# [BRIEF]
Repeat all entries below exactly as shown.

EXERCISE MATERIALS: Begin

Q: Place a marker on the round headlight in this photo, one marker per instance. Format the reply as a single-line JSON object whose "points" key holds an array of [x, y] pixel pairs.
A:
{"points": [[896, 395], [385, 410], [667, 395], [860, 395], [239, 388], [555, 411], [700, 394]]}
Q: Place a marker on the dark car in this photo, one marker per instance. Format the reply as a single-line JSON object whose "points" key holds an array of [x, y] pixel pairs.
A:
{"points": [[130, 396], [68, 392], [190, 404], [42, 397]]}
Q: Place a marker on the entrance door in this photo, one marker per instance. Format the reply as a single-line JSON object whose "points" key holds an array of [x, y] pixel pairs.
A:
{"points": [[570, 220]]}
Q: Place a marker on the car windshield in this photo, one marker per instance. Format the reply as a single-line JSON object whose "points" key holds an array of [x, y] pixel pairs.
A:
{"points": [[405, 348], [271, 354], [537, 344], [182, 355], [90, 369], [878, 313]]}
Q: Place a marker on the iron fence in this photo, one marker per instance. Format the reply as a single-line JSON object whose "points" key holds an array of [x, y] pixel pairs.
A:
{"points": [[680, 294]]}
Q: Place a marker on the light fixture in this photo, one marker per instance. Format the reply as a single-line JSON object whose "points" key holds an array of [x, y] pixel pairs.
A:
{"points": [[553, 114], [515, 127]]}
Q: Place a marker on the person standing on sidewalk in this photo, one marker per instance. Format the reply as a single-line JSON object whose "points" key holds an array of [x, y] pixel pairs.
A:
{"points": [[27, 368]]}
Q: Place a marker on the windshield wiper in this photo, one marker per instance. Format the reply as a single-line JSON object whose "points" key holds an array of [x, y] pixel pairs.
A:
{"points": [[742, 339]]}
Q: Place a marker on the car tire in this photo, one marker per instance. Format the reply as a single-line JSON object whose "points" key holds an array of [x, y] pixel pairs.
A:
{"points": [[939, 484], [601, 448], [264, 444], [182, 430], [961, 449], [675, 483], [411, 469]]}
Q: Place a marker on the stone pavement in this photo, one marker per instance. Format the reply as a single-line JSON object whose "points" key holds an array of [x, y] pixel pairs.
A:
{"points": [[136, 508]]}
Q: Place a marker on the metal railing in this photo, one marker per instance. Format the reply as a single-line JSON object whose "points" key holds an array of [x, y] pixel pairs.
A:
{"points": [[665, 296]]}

EXERCISE MATERIALS: End

# [TASK ANSWER]
Q: Place a marker on the round headlight in this photo, one marker per instance. Format the reply as a single-line JSON object whose "points" key holds an array of [x, y] pixel pairs.
A:
{"points": [[896, 395], [385, 410], [667, 395], [860, 395], [239, 388], [555, 411], [700, 394]]}
Q: Place a marker on the dark car in this photo, one marker per instance. Format the reply as a single-line JSON object whose "points" key holds an array of [x, y] pixel pairs.
A:
{"points": [[130, 396], [68, 392], [190, 404], [42, 397]]}
Q: Place a marker on the entrance door in this photo, one marker per instance. Format the reply as a single-line JSON object whose "points" key holds an array of [x, y] pixel pairs.
A:
{"points": [[570, 220]]}
Q: Place a marker on the car windshield in this photo, one marker per instance. Format the reply as a single-line JSON object whose "points" key holds an array of [x, y] pixel pairs.
A:
{"points": [[405, 348], [271, 354], [537, 344], [182, 355], [90, 369], [878, 313]]}
Q: Place a marker on the iron fence in this photo, one marker per instance. Format the reply as a single-line JSON object whose "points" key holds an array of [x, y] pixel pairs.
A:
{"points": [[680, 294]]}
Q: Place a marker on the light fixture in this photo, one marker per instance. Format the reply as a single-line JSON object whose "points" key holds an array of [x, y] pixel pairs.
A:
{"points": [[553, 114], [515, 127]]}
Q: Place a marker on the person standing on sidewalk in this photo, one marker per instance. Format the reply as a single-line JSON object whose "points" key holds an array of [x, y] pixel pairs.
A:
{"points": [[27, 368]]}
Q: Place a marker on the windshield wiper in this photo, one marker per instance. Format the reply as a single-line JSON object whose "points" key holds an array of [x, y] pixel pairs.
A:
{"points": [[742, 339]]}
Q: Place a marker on the car tire in this photo, one marker per instance. Format the reply as a single-line JSON object whose "points" key holds an array of [x, y] pixel pairs.
A:
{"points": [[939, 484], [601, 448], [264, 444], [182, 430], [961, 449], [675, 483], [411, 469]]}
Q: Place a marker on the stone pavement in this photo, one marker per instance. Format the reply as a single-line JSON object whose "points" key holds an array of [x, y] pixel pairs.
A:
{"points": [[136, 508]]}
Q: Place a marker on the metal railing in this photo, one marker per instance. Format the reply as a single-line JSON object whose "points" key holds an array of [x, y] pixel pairs.
A:
{"points": [[665, 296]]}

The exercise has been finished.